WHAT IS ASKED:
1) In the post proposing a __json__ magic method, can you set down the passage that begins at the words "To solve this" and stops after "return o.__json__()"?
2) How would you render this sentence from the post proposing a __json__ magic method in Spanish: "This way it would become trivial to pass custom classes to other libraries."
3) Could you extend the post proposing a __json__ magic method, picking up after its last line of code?

TEXT EXTRACT:
* BEGIN *
Introduce a __json__ magic method

I’ve often felt that the current CustomEncoder approach to adding custom JSON serialization is a bit of an anti-pattern. The separation of class and serialization logic means that most libraries that wish to output json must also expose a parameter for overriding the default encoder, which can be complicated if the library already uses a custom JSONEncoder internally. In cases where your application needs to serialize more than two or three custom classes within the same context, managing your custom encoder can become a non-trivial task. In the worst case, I’ve seen developers resort to monkey patching library functionality in order to pass a custom encoder to one of the library’s dependencies.

To solve this problem, I’d like to propose a __json__ dunder method. This would allow classes to describe how they should be serialized in much the same way that __repr__ allows them to describe how they should be represented in text format. This way it would become trivial to pass custom classes to other libraries. The change would be quite simple, rather than the JSONEncoder.default() immediately raising a TypeError, it would first check to see if the object has callable __json__ attribute. If so, it returns the result like so:

def default(self, o):
    if callable(getattr(o, "__json__", False)):
        return o.__json__()
* END *
DATA SHOWN:
* BEGIN *
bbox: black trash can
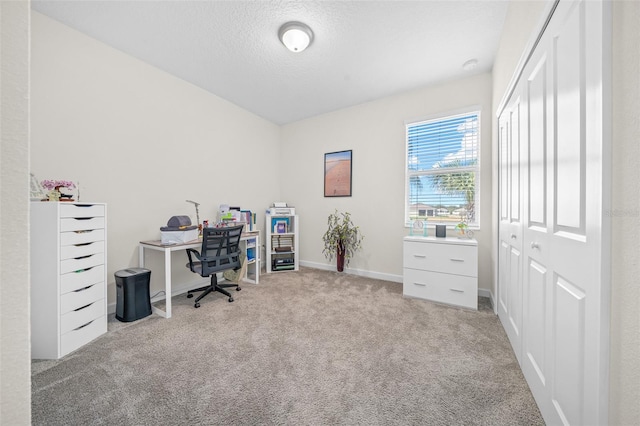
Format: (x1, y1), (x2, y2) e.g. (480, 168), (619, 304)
(114, 268), (151, 322)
* END *
ANSWERS GIVEN:
1)
To solve this problem, I’d like to propose a __json__ dunder method. This would allow classes to describe how they should be serialized in much the same way that __repr__ allows them to describe how they should be represented in text format. This way it would become trivial to pass custom classes to other libraries. The change would be quite simple, rather than the JSONEncoder.default() immediately raising a TypeError, it would first check to see if the object has callable __json__ attribute. If so, it returns the result like so:

def default(self, o):
    if callable(getattr(o, "__json__", False)):
        return o.__json__()

2) De este modo, resultaría trivial pasar clases personalizadas a otras bibliotecas.

3)
    raise TypeError(f'Object of type {o.__class__.__name__} '
                    f'is not JSON serializable')

This ensure backwards compatibility for libraries that are already using a custom encoder, as the custom encoder logic will have been executed before we get to this point. Additionally, the docstring of default already instructs programmers to call JSONEncoder.default(self, o) in the event that their custom logic cannot handle the provided input, so any custom encoder that was implemented according to the official guidelines would still automatically make use of this new functionality. Lastly, this change should have minimal performance impact, as it would only affect cases where the program would’ve otherwise thrown a serialization error. In my experience, such errors are not usually recovered from, so it seems unlikely that high-performance applications are out in the wild churning through such cases often enough that the additional callable(getattr(o, "__json__", False)) would noticeably impact performance.

I should note that when searching to see if this had already been suggested I found this topic:

In one of the comments introducing a __json__ protocol was mentioned off-hand, but I thought it still merited a separate topic. I agree with many of the comments that a global registry should be avoided, and I’m also not as concerned with de-serialization (after all, json is not pickle). This approach doesn’t cause weird side effects for libraries, and it still allows for serialization-time customization (e.g. it’s not uncommon to have two different custom encoders for datetime objects depending on the serialization context).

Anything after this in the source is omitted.